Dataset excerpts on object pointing
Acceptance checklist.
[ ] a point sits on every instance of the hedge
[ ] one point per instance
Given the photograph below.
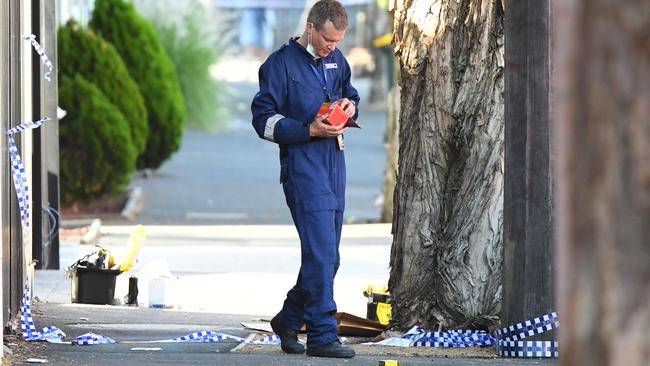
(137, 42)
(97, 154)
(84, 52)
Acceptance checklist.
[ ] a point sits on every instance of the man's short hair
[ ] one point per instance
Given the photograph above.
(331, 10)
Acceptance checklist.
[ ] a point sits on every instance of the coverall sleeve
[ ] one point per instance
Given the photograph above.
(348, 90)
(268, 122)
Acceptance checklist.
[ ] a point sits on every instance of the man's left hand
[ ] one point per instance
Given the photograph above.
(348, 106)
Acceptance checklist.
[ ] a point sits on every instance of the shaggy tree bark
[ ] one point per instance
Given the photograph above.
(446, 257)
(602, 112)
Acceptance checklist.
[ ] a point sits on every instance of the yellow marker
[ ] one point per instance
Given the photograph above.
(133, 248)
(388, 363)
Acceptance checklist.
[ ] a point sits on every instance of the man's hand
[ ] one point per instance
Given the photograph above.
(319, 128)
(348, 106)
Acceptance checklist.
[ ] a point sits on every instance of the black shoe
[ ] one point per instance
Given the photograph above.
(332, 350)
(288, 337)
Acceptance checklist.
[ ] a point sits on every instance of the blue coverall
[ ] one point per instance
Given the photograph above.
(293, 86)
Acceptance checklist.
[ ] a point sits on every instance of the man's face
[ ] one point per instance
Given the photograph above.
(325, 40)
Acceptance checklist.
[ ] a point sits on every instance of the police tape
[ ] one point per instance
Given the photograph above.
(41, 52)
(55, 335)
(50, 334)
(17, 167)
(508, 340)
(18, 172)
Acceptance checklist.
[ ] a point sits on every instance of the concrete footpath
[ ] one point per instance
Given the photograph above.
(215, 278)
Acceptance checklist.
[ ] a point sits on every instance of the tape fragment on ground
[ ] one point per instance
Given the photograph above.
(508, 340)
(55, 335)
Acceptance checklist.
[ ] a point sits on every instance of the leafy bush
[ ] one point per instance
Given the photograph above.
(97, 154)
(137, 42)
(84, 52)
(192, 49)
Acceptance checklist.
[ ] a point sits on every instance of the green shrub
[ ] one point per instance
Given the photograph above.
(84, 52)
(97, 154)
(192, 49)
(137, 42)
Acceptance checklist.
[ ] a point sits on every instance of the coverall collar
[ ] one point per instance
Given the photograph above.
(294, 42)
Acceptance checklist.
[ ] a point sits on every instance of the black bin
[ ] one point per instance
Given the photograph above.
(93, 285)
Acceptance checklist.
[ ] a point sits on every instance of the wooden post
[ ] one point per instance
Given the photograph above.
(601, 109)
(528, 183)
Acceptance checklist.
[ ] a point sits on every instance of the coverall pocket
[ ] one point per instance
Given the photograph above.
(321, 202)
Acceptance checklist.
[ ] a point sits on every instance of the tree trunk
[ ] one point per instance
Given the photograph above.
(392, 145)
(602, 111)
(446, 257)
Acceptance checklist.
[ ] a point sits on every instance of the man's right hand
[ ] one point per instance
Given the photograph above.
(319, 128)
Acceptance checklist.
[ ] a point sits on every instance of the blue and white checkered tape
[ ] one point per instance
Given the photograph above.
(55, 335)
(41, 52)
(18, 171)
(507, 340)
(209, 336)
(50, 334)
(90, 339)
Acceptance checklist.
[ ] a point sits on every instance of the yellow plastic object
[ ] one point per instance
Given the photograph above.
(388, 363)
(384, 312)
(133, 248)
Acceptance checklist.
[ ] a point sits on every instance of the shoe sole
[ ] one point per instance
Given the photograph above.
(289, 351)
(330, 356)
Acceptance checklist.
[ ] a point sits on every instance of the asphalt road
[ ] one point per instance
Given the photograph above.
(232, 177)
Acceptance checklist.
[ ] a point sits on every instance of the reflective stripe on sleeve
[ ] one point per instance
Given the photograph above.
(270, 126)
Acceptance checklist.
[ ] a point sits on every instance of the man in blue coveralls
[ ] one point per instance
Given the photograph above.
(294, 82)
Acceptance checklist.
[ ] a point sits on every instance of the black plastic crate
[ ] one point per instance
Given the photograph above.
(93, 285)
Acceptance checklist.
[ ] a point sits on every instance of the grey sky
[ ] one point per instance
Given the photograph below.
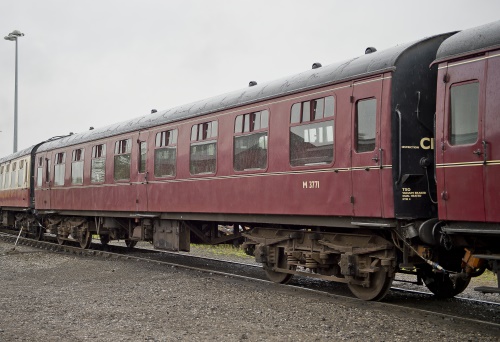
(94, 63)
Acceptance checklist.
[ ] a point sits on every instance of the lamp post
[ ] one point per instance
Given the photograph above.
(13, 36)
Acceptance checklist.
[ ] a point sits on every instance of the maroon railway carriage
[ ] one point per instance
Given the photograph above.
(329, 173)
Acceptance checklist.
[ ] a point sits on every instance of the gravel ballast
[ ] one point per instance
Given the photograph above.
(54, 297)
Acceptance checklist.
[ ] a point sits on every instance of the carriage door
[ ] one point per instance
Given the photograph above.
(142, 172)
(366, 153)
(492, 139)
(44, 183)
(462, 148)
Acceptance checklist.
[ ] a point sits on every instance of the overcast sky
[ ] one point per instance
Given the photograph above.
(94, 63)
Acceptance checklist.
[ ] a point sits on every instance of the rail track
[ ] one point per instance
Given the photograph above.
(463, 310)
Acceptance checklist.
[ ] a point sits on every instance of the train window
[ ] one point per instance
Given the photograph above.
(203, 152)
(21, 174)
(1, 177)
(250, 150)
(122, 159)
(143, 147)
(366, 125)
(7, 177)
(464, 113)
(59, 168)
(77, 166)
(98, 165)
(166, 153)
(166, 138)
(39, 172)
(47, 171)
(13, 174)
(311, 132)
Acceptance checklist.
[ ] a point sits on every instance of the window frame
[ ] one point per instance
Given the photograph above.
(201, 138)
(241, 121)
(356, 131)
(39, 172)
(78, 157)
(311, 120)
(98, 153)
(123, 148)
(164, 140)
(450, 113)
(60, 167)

--

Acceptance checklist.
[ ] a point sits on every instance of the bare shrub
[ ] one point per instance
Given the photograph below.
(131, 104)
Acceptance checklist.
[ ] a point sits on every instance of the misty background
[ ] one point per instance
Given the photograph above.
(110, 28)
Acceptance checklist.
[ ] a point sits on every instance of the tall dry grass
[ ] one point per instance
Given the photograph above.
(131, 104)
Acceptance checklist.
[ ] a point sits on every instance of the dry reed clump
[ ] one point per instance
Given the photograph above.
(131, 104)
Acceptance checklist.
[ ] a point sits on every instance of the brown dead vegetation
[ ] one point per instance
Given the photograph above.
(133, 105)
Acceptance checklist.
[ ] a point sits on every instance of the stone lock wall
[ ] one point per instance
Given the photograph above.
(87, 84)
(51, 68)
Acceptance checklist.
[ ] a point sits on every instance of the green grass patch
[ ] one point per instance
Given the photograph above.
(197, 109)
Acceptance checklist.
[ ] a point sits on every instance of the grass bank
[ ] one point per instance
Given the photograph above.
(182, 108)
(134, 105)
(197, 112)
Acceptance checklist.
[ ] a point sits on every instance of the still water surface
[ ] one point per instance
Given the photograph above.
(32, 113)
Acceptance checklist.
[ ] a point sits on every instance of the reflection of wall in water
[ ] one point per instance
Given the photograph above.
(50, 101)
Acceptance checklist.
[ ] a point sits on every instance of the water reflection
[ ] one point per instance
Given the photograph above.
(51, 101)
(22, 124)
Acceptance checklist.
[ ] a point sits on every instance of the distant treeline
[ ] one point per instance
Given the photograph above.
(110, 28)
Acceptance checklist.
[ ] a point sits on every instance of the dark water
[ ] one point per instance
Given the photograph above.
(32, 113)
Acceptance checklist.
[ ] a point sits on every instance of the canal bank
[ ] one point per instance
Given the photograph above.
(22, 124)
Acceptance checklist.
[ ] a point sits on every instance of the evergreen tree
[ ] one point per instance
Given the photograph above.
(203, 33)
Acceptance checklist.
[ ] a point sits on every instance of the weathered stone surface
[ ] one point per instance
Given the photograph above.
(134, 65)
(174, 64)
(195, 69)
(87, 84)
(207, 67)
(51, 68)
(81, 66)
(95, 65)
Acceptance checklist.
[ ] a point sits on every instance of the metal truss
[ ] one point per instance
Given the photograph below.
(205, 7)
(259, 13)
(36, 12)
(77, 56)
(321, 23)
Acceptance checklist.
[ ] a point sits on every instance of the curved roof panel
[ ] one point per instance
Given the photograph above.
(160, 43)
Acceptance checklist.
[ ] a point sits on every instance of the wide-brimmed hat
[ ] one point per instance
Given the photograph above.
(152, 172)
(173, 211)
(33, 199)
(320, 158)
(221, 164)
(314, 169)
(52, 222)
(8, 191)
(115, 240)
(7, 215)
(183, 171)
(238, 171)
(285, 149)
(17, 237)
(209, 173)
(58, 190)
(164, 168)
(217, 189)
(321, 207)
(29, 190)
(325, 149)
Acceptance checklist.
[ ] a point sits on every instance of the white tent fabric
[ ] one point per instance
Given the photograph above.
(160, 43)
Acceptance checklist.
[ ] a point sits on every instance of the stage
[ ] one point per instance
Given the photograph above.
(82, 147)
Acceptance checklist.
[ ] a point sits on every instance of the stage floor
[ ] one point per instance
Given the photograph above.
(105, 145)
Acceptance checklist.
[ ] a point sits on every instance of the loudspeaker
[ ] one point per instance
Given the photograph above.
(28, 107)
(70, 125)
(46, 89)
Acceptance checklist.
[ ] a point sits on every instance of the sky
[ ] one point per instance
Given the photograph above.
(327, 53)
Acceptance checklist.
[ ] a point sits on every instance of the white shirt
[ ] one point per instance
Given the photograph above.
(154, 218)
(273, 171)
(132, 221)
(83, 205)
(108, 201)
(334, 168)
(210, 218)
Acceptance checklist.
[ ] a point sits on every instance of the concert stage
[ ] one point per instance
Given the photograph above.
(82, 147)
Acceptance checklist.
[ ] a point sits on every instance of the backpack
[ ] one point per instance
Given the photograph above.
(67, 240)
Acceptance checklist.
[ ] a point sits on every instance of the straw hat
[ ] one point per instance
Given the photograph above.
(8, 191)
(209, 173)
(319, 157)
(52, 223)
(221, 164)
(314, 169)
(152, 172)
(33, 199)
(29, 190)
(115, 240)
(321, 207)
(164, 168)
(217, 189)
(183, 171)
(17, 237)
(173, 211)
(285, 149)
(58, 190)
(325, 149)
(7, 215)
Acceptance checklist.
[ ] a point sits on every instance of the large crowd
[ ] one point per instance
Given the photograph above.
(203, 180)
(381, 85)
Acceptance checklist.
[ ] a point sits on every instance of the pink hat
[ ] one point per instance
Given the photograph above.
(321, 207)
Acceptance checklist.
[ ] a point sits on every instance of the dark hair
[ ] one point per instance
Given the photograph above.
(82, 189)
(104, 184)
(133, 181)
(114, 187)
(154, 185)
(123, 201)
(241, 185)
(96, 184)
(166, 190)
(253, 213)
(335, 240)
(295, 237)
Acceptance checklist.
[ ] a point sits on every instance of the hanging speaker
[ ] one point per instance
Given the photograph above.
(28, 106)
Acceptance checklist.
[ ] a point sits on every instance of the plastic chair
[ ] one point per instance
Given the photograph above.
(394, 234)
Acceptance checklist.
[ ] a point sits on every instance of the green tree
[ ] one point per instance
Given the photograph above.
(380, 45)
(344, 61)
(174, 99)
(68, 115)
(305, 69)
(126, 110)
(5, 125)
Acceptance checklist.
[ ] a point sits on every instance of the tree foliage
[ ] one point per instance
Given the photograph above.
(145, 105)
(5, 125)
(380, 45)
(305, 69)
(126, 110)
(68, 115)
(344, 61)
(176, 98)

DESCRIPTION OF THE TASK: Please identify and copy every line of the records that contains the string "window". Case matters.

RESPONSE BELOW:
[ ] a point sits on every instance of the train window
[ ] a point sits on every instance of the window frame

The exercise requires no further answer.